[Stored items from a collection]
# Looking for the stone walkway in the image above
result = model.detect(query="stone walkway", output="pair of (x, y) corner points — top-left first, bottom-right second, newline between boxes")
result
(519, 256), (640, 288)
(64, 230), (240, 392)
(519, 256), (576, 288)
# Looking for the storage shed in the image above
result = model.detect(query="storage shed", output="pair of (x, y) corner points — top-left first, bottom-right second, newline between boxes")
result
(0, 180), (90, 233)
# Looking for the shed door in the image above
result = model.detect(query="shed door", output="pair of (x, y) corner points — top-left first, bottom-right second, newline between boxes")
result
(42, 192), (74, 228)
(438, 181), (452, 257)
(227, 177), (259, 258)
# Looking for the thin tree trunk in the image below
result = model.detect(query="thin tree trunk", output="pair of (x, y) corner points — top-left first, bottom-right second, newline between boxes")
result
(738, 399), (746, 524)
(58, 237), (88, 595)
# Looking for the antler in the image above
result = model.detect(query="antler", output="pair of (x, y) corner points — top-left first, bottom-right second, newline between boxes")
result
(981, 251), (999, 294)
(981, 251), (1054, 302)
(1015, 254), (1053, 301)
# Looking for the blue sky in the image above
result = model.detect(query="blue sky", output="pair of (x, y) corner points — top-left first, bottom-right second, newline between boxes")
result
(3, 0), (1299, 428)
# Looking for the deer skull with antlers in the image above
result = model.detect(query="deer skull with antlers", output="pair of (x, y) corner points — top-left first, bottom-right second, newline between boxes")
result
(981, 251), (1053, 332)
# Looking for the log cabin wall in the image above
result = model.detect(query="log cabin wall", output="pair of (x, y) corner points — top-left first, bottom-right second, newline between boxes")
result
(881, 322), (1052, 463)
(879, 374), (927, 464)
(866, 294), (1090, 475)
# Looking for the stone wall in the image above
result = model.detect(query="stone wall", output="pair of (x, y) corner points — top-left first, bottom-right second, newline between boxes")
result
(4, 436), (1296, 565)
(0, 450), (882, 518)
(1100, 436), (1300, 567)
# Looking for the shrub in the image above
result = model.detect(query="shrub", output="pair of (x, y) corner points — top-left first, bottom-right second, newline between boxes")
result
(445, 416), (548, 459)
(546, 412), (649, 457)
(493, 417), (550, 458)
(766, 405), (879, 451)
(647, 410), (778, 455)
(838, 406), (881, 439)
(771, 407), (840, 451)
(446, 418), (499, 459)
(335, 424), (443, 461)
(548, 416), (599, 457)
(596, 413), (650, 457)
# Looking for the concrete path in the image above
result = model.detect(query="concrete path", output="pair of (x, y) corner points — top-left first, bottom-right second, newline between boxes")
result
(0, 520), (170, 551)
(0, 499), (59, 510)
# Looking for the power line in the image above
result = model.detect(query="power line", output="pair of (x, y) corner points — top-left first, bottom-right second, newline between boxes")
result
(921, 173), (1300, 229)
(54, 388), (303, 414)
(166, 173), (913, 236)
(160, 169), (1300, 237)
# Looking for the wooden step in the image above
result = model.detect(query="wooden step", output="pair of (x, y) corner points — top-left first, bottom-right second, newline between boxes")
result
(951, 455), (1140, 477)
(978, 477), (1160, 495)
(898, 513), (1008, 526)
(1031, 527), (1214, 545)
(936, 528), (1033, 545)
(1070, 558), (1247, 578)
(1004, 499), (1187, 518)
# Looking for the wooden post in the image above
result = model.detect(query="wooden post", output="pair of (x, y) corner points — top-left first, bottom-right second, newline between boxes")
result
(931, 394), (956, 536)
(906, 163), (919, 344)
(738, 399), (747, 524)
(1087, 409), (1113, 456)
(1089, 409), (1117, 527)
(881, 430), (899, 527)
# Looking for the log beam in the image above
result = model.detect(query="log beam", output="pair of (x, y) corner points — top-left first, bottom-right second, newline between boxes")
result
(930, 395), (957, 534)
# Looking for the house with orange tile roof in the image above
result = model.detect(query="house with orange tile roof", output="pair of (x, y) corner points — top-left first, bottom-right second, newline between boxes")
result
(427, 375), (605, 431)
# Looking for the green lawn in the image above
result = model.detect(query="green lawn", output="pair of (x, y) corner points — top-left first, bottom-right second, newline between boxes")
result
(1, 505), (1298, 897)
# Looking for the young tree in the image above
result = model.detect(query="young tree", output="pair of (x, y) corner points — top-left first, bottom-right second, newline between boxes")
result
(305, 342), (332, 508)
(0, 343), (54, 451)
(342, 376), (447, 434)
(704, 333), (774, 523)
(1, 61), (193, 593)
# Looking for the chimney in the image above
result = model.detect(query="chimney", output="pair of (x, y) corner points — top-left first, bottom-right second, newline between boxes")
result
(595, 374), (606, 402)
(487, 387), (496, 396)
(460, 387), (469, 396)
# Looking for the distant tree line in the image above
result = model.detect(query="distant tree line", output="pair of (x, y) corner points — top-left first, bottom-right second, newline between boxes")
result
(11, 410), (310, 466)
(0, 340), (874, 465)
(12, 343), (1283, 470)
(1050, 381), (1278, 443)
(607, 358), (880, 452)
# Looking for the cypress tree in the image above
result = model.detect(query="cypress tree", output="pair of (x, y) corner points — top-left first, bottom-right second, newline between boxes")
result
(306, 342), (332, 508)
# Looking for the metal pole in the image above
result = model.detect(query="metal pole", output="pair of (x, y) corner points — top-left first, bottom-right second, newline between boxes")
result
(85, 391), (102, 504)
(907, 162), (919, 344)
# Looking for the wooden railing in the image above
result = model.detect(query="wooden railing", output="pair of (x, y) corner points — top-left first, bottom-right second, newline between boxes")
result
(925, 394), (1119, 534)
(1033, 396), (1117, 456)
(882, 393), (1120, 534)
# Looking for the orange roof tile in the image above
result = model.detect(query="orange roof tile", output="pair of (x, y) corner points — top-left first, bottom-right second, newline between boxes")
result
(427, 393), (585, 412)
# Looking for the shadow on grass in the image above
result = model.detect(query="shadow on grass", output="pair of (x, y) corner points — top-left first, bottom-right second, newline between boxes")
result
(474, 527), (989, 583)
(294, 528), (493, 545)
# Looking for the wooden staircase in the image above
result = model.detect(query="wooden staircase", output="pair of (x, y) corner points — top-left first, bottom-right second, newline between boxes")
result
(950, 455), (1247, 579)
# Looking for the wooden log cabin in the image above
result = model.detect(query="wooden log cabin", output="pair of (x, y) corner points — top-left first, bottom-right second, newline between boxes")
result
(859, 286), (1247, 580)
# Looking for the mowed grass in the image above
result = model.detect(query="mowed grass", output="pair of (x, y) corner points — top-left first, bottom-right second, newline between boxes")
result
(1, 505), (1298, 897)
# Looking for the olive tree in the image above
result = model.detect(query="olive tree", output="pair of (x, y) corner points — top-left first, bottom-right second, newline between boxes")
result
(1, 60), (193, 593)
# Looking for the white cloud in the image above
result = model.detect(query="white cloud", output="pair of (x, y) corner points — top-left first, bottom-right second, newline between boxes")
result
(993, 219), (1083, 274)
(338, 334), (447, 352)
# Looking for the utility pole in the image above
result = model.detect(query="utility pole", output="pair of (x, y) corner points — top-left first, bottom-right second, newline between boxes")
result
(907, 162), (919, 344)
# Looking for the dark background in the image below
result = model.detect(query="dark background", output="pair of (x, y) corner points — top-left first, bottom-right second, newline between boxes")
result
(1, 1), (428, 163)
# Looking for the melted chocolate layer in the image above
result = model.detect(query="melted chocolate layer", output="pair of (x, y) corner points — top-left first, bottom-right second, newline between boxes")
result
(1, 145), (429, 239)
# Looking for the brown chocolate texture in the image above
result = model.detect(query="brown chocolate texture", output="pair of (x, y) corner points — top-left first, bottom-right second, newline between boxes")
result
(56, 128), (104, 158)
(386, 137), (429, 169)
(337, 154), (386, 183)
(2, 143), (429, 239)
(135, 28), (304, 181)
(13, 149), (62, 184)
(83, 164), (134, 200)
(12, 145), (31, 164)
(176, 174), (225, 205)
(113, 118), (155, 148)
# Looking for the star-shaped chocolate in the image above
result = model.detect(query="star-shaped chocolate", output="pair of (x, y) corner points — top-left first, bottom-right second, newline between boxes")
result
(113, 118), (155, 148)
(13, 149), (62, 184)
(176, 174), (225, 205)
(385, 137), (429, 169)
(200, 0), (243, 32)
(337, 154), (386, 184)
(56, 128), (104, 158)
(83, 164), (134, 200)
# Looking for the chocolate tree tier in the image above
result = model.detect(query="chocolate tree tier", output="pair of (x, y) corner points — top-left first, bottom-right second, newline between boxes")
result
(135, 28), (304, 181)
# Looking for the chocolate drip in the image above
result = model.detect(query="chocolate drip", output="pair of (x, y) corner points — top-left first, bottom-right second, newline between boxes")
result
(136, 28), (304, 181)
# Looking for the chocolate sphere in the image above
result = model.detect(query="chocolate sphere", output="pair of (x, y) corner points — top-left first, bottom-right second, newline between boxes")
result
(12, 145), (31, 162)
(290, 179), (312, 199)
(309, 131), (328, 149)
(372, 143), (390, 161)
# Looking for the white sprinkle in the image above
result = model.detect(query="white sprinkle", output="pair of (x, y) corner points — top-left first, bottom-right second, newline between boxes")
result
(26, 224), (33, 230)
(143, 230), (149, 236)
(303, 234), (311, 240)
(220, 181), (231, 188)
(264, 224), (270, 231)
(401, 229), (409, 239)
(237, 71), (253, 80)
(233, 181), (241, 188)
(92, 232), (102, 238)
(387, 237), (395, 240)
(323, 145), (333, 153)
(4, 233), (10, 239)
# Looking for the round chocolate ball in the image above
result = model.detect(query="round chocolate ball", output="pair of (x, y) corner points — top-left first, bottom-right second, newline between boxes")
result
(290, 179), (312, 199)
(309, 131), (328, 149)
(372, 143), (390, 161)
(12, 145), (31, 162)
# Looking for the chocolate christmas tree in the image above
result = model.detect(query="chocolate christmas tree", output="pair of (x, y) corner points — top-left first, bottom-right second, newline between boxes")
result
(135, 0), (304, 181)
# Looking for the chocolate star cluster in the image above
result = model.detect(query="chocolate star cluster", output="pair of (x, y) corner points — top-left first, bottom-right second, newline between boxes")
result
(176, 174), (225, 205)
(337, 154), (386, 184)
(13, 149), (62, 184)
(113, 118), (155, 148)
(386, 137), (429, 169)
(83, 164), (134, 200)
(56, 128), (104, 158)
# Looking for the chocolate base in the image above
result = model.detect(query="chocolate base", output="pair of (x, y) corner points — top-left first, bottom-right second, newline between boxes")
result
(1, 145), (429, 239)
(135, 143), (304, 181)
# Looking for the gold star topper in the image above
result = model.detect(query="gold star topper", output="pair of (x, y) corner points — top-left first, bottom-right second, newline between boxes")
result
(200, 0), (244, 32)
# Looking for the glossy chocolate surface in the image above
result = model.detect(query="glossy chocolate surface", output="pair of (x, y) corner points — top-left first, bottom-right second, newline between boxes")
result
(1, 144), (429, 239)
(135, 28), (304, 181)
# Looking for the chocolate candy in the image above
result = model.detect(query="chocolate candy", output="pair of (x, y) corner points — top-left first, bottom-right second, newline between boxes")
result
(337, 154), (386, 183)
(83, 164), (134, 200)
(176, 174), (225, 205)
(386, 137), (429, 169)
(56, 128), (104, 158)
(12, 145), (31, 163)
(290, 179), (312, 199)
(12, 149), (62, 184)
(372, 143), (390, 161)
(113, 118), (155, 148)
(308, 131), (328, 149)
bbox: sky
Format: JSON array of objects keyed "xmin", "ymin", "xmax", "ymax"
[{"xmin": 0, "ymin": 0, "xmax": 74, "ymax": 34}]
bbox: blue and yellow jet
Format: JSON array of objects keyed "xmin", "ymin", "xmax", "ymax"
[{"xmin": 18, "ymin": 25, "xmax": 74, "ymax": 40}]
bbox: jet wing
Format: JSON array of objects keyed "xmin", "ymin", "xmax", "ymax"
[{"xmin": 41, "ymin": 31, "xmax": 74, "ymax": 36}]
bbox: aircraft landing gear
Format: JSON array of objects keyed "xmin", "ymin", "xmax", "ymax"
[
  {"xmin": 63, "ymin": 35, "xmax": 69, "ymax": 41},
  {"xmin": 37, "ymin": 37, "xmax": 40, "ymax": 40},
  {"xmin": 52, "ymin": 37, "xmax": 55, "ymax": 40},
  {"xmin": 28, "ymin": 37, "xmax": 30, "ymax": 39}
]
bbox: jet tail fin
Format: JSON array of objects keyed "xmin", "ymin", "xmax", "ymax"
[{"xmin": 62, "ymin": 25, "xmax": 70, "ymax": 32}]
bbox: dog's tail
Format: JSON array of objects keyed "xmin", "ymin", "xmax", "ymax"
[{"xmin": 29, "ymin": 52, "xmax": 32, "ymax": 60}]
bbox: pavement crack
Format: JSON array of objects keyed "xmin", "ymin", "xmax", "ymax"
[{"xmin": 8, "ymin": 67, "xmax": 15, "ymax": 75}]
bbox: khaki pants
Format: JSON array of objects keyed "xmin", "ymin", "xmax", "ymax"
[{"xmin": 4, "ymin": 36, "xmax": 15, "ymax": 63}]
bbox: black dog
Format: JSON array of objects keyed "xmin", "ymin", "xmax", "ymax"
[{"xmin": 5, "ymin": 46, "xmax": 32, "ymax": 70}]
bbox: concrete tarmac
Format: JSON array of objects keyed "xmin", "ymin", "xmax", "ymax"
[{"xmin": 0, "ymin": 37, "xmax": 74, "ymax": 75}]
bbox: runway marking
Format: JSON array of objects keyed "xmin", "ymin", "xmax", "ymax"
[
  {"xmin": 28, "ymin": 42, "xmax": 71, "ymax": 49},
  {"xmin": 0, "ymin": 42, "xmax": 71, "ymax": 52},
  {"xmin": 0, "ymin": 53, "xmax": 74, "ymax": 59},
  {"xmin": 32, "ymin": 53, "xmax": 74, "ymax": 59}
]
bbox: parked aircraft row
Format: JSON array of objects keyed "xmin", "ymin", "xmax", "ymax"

**Your goal**
Show every line in the records above that contains the word "chimney".

**Finished task**
# Looking for the chimney in the image above
result = model.detect(query="chimney", output="pair of (x, y) corner points — top-left first, bottom-right second, newline between boxes")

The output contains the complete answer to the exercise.